EXCERPT TO READ
----

Jule Neumann

Jule Neumann is a Marine Chronobiologist at Aberystwyth University. Jule is fascinated by how organisms keep time, especially how tidal and lunar cycles shape life in the ocean. Growing up in East Germany, far from the sea, she first fell in love with marine life during a thirteen-month federal volunteer service in the Wadden Sea National Park. That experience led her to move coasts and study biology at Kiel University, with the Baltic Sea at her feet.

Jule completed her PhD in Marine Chronobiology at the Max Planck Institute for Evolutionary Biology, where she studied the lunar reproductive rhythms of a marine insect. She is currently a postdoctoral researcher on an independent fellowship by the German Research Foundation at the Department of Life Sciences at Aberystwyth University, investigating how the moon influences moulting rhythms in crabs.

Tidal motion is the greatest synchronized movement of matter on our planet, and life in the ocean is shaped by its relentless rhythm. Along most coastlines, organisms experience two high tides and two low tides each day, shifting rapidly between marine and near-terrestrial worlds. How do they know when to hide, feed, reproduce, or emerge? This talk reveals how ocean life keeps time, not by the sun, but by the tides and the moon, and why these enigmatic biological clocks still hold many secrets.

----

TASK REQUIREMENTS
**1.** Answer these questions using the profile of Jule Neumann:
(a) Where did she do her thirteen-month federal volunteer service?
(b) At which institute did she complete her PhD?
(c) Along most coastlines, how many high tides do organisms experience each day?
**2.** Copy the profile of Jule Neumann word for word, everything from "Jule completed her" down to "rhythms in crabs.".

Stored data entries
----

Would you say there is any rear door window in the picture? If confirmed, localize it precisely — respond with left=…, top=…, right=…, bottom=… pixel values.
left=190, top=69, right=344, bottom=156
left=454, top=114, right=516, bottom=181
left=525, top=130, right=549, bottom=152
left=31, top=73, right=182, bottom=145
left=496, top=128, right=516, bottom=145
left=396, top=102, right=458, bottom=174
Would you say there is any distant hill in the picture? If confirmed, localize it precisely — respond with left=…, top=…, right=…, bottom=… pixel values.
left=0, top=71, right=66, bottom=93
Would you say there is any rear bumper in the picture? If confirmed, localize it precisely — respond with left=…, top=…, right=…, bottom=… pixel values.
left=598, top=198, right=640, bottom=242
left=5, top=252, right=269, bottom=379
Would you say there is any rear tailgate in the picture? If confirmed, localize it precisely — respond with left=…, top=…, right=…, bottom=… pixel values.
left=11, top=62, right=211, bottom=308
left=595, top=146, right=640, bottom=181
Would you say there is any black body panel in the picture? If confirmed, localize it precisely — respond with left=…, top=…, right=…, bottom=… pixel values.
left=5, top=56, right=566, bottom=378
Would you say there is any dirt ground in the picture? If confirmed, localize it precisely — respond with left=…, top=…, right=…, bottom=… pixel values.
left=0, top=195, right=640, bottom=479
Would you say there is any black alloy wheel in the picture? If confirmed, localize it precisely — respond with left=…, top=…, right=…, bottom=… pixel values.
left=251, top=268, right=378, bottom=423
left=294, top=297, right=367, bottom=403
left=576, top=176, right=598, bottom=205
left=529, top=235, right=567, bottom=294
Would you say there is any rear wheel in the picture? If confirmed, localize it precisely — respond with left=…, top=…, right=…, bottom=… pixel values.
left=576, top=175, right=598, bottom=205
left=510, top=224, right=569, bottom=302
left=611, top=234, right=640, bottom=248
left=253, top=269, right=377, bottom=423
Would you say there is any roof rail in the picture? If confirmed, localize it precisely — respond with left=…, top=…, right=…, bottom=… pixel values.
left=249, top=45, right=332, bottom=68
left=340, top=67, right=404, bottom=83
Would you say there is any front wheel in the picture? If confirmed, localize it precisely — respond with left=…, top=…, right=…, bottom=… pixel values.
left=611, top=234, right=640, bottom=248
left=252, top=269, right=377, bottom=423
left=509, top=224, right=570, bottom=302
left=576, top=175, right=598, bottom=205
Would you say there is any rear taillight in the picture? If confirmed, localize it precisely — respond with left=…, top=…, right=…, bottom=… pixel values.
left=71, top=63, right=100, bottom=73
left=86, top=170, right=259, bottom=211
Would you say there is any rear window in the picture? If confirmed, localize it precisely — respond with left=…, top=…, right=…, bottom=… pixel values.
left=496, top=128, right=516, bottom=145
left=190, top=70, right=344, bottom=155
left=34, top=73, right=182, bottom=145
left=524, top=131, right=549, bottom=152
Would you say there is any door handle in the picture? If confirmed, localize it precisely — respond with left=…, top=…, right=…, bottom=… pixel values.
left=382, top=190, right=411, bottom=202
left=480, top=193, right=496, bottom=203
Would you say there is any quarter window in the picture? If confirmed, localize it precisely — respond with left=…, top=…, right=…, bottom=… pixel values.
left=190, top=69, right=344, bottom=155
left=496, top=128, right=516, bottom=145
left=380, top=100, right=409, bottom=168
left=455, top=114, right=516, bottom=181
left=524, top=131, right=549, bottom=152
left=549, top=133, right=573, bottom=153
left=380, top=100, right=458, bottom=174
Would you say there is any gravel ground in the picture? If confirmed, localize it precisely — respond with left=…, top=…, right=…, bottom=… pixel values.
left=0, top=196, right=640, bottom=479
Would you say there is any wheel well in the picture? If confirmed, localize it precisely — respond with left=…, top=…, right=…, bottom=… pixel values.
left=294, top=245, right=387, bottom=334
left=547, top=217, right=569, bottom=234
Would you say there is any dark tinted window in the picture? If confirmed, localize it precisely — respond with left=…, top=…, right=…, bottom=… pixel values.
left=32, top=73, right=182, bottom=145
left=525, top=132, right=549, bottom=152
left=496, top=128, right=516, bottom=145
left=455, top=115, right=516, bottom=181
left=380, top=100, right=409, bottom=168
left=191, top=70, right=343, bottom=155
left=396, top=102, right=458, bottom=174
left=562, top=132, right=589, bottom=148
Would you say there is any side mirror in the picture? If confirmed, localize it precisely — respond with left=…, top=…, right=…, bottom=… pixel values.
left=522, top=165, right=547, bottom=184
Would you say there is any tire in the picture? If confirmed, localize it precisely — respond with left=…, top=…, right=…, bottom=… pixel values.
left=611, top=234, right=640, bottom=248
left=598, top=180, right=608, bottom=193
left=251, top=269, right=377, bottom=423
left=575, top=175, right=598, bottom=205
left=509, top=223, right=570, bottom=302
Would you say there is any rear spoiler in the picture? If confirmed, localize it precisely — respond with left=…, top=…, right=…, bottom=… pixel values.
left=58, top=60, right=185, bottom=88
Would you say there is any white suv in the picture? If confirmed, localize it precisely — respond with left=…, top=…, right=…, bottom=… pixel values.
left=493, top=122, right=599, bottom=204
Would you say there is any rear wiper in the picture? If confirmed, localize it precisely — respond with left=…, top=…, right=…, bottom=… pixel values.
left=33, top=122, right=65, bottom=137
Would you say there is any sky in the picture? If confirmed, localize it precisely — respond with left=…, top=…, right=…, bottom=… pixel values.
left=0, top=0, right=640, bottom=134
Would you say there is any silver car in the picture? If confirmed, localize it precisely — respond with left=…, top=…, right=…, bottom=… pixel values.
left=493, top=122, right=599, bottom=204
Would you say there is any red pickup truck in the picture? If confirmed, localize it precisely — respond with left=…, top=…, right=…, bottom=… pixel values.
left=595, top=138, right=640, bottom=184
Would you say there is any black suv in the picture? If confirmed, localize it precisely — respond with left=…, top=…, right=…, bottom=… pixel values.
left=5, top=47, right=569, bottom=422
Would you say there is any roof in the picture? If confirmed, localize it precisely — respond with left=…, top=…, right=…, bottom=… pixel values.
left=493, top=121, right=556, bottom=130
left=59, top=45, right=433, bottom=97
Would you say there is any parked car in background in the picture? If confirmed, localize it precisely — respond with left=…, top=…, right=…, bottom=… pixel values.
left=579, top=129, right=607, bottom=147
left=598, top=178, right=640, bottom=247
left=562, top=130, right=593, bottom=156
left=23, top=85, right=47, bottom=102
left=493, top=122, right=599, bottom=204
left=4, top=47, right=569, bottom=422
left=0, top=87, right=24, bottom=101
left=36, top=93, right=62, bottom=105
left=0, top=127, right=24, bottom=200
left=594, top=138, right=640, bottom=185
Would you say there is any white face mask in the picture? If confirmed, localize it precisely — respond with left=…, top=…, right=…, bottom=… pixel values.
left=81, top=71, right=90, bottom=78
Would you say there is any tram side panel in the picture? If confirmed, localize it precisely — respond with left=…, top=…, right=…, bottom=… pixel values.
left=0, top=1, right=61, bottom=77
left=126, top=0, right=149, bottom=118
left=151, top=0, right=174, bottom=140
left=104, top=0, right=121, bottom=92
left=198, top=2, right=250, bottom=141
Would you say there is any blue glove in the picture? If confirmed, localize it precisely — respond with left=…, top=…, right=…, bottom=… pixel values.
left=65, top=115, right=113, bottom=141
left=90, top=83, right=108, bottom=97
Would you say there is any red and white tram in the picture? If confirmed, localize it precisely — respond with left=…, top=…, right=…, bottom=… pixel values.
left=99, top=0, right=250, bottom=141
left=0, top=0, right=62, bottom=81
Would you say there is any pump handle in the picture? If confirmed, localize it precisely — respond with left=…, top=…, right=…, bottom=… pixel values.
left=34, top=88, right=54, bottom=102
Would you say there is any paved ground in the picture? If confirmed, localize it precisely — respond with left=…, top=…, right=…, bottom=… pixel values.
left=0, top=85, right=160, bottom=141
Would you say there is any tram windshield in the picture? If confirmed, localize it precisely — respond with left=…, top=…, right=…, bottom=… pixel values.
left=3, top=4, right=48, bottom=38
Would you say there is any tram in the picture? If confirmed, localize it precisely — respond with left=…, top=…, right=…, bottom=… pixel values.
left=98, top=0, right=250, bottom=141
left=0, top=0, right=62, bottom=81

----

TASK-BY-TASK RESULTS
**1.**
(a) In the Wadden Sea National Park.
(b) At the Max Planck Institute for Evolutionary Biology.
(c) Two.

**2.**
Jule completed her PhD in Marine Chronobiology at the Max Planck Institute for Evolutionary Biology, where she studied the lunar reproductive rhythms of a marine insect. She is currently a postdoctoral researcher on an independent fellowship by the German Research Foundation at the Department of Life Sciences at Aberystwyth University, investigating how the moon influences moulting rhythms in crabs.